#### Aim of the task
Copy the data verbatim and leave out every picture.

#### Input material
++++++

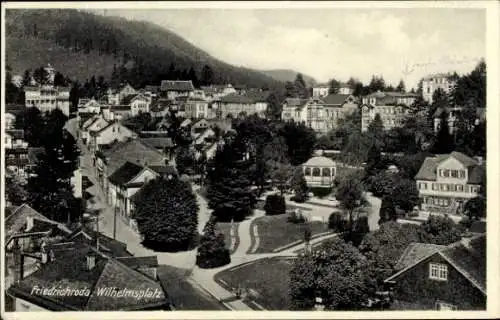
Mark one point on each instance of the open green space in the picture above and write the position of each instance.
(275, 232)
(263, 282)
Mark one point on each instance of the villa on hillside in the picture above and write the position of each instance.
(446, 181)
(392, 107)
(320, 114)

++++++

#### Answer box
Mark one point on each instance of the open green space in the picture above and write the position of each instance.
(275, 232)
(263, 282)
Mark one point on each instance of the villa on hillside in the picture above and write the position of each instance.
(446, 181)
(392, 107)
(320, 114)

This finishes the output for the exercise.